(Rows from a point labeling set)

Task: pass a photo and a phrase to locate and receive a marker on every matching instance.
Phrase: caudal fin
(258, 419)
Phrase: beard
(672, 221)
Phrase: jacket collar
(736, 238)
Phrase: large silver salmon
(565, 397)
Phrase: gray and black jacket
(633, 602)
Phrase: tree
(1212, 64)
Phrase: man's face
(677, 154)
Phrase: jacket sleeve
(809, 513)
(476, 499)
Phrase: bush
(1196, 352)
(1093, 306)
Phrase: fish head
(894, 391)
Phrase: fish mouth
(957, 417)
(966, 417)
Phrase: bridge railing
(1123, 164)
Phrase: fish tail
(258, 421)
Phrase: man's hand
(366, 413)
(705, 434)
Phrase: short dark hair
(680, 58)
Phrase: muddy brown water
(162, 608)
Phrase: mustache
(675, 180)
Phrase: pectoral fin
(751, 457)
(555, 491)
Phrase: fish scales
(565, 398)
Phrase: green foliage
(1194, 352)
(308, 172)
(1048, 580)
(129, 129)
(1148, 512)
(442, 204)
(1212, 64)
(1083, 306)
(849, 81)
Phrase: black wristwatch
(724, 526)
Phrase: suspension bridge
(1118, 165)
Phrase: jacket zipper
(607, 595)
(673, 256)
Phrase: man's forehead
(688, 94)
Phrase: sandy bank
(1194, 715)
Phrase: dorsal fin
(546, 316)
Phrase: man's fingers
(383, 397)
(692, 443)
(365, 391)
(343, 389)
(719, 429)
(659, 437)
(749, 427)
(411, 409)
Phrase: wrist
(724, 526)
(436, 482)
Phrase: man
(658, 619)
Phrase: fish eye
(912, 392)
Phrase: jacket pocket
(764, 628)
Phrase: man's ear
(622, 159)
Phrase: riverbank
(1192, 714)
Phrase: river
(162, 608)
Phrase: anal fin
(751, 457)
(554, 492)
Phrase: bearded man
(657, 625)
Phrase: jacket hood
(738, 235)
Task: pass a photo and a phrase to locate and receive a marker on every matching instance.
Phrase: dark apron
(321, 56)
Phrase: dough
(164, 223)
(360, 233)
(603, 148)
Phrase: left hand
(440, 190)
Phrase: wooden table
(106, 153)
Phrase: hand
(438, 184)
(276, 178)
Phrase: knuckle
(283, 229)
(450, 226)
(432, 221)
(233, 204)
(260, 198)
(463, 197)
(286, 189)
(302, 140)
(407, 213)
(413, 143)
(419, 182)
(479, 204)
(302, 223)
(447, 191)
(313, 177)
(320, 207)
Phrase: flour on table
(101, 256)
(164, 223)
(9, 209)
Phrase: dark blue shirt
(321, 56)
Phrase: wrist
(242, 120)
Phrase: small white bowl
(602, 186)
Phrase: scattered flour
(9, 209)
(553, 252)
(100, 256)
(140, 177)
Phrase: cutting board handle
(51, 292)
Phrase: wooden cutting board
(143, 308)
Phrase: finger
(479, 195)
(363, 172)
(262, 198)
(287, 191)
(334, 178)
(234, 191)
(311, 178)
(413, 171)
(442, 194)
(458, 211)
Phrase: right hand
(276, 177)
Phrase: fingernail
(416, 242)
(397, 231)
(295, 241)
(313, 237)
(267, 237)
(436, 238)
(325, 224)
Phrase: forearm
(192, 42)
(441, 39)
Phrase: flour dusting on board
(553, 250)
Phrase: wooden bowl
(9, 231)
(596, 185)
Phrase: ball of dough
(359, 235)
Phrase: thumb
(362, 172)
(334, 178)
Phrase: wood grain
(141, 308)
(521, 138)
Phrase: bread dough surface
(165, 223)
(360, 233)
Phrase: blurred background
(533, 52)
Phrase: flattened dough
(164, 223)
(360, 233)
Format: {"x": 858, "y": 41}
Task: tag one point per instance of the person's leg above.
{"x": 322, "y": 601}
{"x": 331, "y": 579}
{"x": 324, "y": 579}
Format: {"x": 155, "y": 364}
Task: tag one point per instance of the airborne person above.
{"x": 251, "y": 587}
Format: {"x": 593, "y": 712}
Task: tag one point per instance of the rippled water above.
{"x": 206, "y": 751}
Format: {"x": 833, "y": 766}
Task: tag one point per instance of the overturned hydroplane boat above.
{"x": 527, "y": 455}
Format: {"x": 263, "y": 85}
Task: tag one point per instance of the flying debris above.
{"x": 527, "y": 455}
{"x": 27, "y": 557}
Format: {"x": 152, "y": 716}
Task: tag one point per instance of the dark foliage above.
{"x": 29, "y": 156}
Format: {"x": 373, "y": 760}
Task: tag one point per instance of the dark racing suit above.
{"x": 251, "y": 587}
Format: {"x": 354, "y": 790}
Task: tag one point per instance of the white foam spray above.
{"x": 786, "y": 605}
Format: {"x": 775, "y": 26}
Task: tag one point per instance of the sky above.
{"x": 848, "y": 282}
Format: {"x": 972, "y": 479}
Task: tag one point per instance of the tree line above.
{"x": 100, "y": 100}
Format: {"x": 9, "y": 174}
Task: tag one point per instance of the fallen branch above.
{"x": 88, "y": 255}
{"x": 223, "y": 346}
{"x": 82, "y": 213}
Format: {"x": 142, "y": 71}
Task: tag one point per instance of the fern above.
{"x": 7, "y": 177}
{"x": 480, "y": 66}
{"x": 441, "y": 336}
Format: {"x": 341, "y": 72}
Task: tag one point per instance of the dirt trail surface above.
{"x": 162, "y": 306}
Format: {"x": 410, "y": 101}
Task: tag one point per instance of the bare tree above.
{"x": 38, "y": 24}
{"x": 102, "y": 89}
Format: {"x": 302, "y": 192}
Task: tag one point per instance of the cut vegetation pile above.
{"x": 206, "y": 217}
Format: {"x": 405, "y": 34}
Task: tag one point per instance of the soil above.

> INSTRUCTIONS TO FOLLOW: Please pick out each row above that contains the string "bridge", and copy those rows.

> RESULT:
Phrase: bridge railing
Phrase: suspension bridge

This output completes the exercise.